--- Start of PROVIDED PASSAGE ---
A useful code for Arduino Nano ESP32

Timer-External Interrupts - UART1 and UART2

-In this code i used Arduino Nano ESP32 to test: Timer-External Interrupts - UART1 and UART2

you can use this example code in your project it's very useful for many things in your projects.

for example you can use non blocking uart for reading incoming data and do other things in the main loop then when data is ready(end of line or carriage return is found) you can process it.

-changing between Serial1 and Serial2 hardware is very simple just change the definition name.

you can also use both uart simultaneously in your project.

-There's a function to seacrh for any text you want from the read uart data an example is used to:

serach for high to turn on LED or low to turn off LED.

-a function to clear buffer used with serial and reset all varibales used to process the data.

  • timer is used to generate an interrupt every 1ms, an example is used to count until 1s for toggling LED.

  • an external interrupt example to use pin A2 which is connected to a push button.

important: when you use serial choose any of them or both but make sure to clear the buffer by calling the reset buffer and you send the name of the uart you have used an example for searching 'high' or 'low' is provided when finishing processing the data, call the reset buffer with the appropriate name of the uart you have used.

/*
    Timer-External Interrupts - UART1 and UART2

-In this code i used Arduino Nano ESP32 to test: Timer-External Interrupts - UART1 and UART2
you can use this example code in your project it's very useful for many things in your projects
for example you can use non blocking uart for reading incoming data and do other things in
the main loop when when data is ready(end of line or carriage return is found) you can process it.

-changing between Serial1 and Serial2 hardware is very simple just change the definition name 
you can also use both uart simultaneouly in your project.
-There's a function to seacrh for any text you want from read uart an example is used to:
serach for high to turn on LED or low to turn off LED.
--- End of PROVIDED PASSAGE ---
--- Start of GIVEN MATERIAL ---
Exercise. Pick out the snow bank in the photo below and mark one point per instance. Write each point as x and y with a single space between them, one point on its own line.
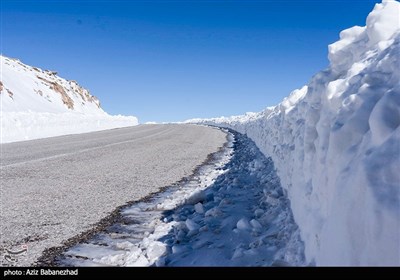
--- End of GIVEN MATERIAL ---
- [EXERCISE A]
Answer these from the Arduino Nano ESP32 text, one per line:
(i) How often does the timer generate an interrupt?
(ii) Which pin does the external interrupt example use, and what is connected to it?
(iii) Which word is searched for to turn the LED off?
- [EXERCISE B]
In the Arduino Nano ESP32 text, rewrite the paragraph beginning "for example you can use non blocking uart" as one shorter sentence that keeps its main facts.
- [EXERCISE C]
Repeat the part of the Arduino Nano ESP32 text starting at "A useful code" and ending at "the definition name.".

- [EXERCISE ANSWER A]
(i) Every 1ms.
(ii) Pin A2, which is connected to a push button.
(iii) "low".

- [EXERCISE ANSWER B]
Non-blocking UART lets you read incoming data while the main loop does other things, then process the data once it is ready, meaning an end of line or carriage return has been found.

- [EXERCISE ANSWER C]
A useful code for Arduino Nano ESP32

Timer-External Interrupts - UART1 and UART2

-In this code i used Arduino Nano ESP32 to test: Timer-External Interrupts - UART1 and UART2

you can use this example code in your project it's very useful for many things in your projects.

for example you can use non blocking uart for reading incoming data and do other things in the main loop then when data is ready(end of line or carriage return is found) you can process it.

-changing between Serial1 and Serial2 hardware is very simple just change the definition name.